Lista zadań:
**A)** Z jakich krajów pochodzą studenci wymienieni w tekście o programie edukacyjnym w Meksyku?
**B)** Dopisz dalszy ciąg tekstu o programie edukacyjnym w Meksyku, zaczynając po jego ostatnim zdaniu.

Tekst do przeczytania:

Nie tylko Polska dostąpiła zaszczytu, że Instytut Papieża Pawła VI zorganizował Program Edukacyjny u nas, ale także spotkało to teraz Meksyk. I podobnie jak u nas pojawili się studenci z wielu krajów: studenci z Argentyny, Kolumbii, Kostaryki i oczywiście Meksyku.
Jesteśmy w domu rekolekcyjnym prowadzonym przez Siostry – Córki Ducha Świętego. Ogromnie serdeczne, opiekuńcze, troszczące się o wszystko. Trochę jak w Łomiankach. 🙂 Wszystko na miejscu, łącznie z kaplicą, którą można wielokrotnie nawiedzić i spotkać się Panem Jezusem.
W Meksyku zima, czyli w dzień tylko ok. 25 stopni Celcjusza a w nocy temperatura spada do ok 6 stopni. Nasi studenci chodzą non-stop w kurtkach, czapkach, kozakach i czasem nawet rękawiczkach. Ja na boso w sandałach. Przecież to prawie jak nasze lato.

Dostarczone informacje:
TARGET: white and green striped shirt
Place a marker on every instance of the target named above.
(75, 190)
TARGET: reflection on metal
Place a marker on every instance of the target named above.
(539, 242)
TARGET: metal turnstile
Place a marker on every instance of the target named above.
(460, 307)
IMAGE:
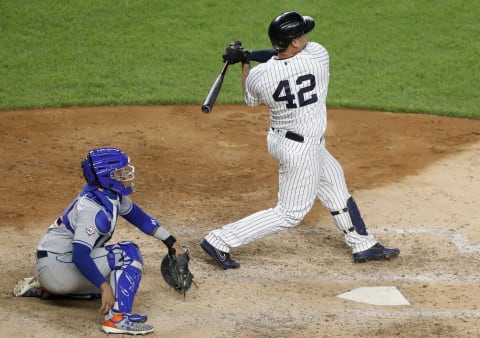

Oczekiwane wyniki:
**A)** Argentyna, Kolumbia, Kostaryka, Meksyk

**B)**
Program jak zawsze intensywny. Reakcje typowe dla przeciążonych studentów – kawa non stop, posiłki wydłużane do granic przyzwoitości i nocne posiedzenia w sail wykładowej; jedni drugim tłumaczą.
Najmłodsza studentka:
Kolacja:
Msza św. codziennie po hiszpańsku z homilią i dodatkowo po angielsku dla zespołu z Omaha. Kolejne wyzwanie dla kapelana. 🙂
Jutro bardzo ważny dzień – egzamin końcowy pierwszej części. Wszyscy pilnie się uczą. Tych, co to mają za sobą nie trzeba prosić o wsparcie.
z pozdrowieniami i pamięcią serdeczną
Padre J.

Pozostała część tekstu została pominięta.